#### DATA SHOWN
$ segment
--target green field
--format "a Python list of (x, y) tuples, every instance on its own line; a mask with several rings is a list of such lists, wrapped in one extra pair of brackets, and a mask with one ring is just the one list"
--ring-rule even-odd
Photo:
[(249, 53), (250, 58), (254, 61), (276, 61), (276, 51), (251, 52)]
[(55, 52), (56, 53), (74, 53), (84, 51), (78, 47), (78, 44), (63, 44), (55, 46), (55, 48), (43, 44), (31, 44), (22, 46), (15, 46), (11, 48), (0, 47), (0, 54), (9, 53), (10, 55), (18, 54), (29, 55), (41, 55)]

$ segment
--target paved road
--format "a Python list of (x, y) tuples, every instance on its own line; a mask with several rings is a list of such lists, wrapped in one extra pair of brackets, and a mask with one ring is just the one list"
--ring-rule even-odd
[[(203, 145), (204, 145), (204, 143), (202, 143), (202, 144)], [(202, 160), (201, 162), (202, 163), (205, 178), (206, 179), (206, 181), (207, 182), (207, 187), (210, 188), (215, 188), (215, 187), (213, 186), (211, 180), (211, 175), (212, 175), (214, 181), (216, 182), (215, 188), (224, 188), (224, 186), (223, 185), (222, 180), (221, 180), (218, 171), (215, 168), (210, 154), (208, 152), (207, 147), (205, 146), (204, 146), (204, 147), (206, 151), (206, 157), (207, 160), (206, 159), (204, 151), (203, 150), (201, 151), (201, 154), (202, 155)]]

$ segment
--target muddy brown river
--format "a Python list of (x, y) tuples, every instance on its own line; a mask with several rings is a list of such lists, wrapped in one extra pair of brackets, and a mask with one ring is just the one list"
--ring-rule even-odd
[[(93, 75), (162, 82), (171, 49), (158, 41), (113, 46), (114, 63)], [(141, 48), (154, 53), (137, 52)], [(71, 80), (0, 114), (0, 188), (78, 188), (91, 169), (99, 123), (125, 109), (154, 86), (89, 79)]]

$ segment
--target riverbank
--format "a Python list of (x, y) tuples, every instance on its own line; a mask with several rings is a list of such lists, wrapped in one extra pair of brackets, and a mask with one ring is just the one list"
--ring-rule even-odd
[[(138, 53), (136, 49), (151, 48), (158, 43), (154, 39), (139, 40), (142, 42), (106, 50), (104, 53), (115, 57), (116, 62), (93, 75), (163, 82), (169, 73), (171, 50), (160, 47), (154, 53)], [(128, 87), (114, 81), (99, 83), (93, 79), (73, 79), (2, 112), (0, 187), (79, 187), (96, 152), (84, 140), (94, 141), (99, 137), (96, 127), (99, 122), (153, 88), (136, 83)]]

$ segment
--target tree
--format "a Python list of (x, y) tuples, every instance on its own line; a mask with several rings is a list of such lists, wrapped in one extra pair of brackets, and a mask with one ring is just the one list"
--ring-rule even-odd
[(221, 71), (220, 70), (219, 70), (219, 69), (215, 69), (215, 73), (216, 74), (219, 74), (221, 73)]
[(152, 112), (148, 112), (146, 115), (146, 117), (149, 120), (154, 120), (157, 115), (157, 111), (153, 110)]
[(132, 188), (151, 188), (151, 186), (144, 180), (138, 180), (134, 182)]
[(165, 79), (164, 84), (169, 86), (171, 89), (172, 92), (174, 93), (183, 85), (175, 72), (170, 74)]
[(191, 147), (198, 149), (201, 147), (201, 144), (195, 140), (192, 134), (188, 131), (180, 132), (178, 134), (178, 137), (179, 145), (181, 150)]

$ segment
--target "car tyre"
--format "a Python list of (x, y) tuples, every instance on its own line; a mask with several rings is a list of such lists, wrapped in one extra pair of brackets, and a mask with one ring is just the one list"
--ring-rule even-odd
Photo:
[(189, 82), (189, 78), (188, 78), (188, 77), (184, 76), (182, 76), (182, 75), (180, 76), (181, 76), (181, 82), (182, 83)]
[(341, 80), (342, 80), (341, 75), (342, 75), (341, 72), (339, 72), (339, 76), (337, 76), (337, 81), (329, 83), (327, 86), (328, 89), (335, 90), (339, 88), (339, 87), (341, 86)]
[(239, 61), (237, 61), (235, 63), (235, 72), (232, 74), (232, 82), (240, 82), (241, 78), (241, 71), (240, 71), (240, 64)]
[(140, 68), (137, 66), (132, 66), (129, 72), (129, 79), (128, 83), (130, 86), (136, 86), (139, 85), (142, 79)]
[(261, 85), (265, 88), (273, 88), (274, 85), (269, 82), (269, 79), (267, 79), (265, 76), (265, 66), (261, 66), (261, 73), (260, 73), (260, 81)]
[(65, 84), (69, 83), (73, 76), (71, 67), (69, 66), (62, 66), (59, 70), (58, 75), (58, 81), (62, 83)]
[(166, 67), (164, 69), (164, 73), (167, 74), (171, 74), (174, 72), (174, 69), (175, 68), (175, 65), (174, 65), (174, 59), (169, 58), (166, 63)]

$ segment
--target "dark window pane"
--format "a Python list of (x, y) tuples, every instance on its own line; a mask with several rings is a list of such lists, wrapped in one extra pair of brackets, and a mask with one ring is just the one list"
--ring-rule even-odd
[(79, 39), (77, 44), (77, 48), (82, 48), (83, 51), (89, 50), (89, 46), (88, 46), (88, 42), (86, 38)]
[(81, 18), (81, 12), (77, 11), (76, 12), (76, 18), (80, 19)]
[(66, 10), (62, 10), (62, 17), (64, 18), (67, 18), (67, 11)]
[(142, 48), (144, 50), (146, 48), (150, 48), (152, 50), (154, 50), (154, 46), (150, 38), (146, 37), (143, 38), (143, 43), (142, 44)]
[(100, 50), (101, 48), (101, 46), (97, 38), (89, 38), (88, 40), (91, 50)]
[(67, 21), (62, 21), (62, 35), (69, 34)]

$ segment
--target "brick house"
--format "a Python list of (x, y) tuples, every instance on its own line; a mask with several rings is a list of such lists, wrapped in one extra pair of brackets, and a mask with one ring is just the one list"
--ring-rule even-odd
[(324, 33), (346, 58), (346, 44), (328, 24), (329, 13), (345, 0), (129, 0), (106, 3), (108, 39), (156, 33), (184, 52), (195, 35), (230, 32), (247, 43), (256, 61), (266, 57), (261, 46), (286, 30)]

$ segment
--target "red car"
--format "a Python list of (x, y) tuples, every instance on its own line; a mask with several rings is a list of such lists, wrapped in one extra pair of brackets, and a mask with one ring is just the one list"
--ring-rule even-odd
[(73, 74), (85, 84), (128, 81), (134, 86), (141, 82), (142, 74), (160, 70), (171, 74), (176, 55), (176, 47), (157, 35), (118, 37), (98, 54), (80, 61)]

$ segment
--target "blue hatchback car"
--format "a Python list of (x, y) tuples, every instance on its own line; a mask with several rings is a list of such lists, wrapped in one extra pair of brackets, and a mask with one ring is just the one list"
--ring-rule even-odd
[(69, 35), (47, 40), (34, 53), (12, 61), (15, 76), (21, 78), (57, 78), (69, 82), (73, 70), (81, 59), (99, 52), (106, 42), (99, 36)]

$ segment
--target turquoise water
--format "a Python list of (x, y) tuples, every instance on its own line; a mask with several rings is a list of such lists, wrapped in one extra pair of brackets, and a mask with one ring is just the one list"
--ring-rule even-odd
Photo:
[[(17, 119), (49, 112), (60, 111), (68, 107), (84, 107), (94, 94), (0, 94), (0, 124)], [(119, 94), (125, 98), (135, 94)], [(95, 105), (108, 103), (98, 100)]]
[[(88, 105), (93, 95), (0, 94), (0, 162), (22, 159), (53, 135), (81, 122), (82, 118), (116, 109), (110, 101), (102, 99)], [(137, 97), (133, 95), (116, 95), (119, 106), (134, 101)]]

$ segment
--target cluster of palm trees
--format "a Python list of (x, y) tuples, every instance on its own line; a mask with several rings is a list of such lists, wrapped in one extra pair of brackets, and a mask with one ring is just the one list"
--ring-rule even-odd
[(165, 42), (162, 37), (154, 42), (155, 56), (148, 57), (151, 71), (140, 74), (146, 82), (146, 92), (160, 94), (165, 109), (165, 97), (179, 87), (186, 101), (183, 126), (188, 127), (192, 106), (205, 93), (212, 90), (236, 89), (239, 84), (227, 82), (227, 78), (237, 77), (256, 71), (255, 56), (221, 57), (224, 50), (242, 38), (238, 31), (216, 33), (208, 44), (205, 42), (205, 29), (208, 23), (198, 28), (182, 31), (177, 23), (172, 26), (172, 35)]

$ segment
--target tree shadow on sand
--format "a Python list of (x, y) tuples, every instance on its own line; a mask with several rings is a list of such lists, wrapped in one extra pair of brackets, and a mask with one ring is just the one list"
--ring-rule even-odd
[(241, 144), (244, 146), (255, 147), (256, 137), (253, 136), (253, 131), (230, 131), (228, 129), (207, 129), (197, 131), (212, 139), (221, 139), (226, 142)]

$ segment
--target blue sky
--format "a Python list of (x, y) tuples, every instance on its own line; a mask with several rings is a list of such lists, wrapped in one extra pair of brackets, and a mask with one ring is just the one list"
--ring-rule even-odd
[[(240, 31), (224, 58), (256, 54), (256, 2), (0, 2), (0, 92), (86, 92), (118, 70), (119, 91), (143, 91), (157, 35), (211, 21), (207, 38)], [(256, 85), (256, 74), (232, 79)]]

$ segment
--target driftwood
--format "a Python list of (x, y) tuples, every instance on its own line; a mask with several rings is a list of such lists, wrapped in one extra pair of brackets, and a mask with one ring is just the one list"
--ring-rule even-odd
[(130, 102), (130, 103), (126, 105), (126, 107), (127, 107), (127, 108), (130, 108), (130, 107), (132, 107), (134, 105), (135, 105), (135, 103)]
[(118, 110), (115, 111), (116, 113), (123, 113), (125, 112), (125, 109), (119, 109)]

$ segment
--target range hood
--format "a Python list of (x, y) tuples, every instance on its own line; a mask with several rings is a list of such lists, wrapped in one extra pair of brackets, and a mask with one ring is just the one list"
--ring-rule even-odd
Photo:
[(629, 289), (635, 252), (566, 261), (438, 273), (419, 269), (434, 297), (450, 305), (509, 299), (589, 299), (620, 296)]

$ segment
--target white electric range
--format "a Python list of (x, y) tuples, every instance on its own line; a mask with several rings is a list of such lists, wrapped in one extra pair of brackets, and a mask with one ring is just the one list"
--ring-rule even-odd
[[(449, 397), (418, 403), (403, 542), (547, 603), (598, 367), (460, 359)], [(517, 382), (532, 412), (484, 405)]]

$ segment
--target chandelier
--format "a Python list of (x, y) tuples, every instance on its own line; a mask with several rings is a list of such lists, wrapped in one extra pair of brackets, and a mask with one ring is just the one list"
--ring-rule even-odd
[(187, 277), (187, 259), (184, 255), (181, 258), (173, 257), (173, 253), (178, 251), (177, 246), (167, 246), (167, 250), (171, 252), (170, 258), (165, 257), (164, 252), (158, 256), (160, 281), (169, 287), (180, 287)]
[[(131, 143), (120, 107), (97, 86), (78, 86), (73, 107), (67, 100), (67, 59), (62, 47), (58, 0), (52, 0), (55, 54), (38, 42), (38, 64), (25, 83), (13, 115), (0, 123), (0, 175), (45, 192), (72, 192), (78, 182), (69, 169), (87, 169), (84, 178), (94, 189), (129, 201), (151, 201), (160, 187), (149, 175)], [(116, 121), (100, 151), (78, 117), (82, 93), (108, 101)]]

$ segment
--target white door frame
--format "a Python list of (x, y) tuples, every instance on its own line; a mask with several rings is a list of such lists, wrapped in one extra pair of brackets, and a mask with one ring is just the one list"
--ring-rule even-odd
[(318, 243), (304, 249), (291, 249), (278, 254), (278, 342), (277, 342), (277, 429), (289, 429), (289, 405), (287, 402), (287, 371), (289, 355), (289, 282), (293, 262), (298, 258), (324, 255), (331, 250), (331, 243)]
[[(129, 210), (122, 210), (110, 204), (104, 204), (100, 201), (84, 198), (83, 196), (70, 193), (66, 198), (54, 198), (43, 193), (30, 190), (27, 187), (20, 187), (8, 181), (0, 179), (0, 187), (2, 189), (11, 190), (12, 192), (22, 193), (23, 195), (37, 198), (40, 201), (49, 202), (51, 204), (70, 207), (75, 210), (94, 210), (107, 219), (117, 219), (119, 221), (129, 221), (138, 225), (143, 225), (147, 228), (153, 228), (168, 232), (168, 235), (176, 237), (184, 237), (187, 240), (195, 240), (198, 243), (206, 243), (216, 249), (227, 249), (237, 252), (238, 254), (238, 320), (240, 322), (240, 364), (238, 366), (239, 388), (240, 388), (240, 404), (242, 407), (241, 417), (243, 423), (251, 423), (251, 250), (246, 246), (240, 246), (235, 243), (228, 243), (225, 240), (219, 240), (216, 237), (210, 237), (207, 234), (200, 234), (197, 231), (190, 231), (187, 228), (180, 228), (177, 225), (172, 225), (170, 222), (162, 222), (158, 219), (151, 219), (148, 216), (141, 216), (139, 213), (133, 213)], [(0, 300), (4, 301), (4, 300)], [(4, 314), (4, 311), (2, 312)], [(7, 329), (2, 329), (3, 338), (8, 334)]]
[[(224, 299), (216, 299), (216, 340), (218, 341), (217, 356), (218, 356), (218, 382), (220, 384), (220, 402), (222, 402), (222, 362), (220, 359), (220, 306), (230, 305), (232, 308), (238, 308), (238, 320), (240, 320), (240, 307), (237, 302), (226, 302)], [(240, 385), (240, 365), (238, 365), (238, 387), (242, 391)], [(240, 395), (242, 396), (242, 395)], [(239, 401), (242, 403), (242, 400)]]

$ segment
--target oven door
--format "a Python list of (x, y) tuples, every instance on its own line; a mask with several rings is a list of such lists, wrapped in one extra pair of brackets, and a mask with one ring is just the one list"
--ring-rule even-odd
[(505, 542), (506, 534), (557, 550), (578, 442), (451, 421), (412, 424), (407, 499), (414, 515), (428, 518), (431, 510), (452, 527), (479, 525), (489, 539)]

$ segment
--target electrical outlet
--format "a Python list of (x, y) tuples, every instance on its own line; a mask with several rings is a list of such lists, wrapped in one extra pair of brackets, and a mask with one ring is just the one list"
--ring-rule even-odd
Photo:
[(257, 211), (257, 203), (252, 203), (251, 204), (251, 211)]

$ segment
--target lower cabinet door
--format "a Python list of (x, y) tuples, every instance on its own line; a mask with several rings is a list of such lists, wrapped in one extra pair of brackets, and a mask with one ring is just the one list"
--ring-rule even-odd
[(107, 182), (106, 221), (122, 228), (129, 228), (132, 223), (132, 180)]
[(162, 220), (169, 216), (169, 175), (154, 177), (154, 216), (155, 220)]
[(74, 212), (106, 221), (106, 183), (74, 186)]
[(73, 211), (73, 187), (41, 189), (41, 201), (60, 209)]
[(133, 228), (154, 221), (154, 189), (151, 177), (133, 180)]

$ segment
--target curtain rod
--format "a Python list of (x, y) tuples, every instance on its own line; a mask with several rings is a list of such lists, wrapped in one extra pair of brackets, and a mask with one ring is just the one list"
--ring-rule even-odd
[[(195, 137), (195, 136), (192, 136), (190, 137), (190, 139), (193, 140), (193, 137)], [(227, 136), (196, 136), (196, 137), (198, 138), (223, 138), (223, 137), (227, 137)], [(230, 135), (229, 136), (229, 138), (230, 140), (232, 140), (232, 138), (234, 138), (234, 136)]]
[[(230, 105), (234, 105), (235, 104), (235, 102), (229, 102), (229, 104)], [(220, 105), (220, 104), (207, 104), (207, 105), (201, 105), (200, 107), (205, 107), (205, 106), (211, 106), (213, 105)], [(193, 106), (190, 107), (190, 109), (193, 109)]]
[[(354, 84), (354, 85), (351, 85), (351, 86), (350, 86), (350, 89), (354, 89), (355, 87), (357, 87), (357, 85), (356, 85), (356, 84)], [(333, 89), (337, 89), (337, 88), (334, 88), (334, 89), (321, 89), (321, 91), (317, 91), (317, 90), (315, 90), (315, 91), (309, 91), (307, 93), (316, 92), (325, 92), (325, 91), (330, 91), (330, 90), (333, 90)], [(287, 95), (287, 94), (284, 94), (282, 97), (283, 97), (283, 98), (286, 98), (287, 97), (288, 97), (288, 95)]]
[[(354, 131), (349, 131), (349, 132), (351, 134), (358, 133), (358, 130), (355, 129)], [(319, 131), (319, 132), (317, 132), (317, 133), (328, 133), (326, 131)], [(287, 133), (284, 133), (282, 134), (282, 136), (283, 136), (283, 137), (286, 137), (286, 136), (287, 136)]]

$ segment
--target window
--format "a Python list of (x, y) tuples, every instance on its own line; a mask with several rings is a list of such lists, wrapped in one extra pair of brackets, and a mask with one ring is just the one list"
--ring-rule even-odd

#### GIVEN INSTRUCTION
List every line in the entries above that contains the string "door".

#### EXERCISE SOLUTION
--target white door frame
--target oven door
--target lower cabinet door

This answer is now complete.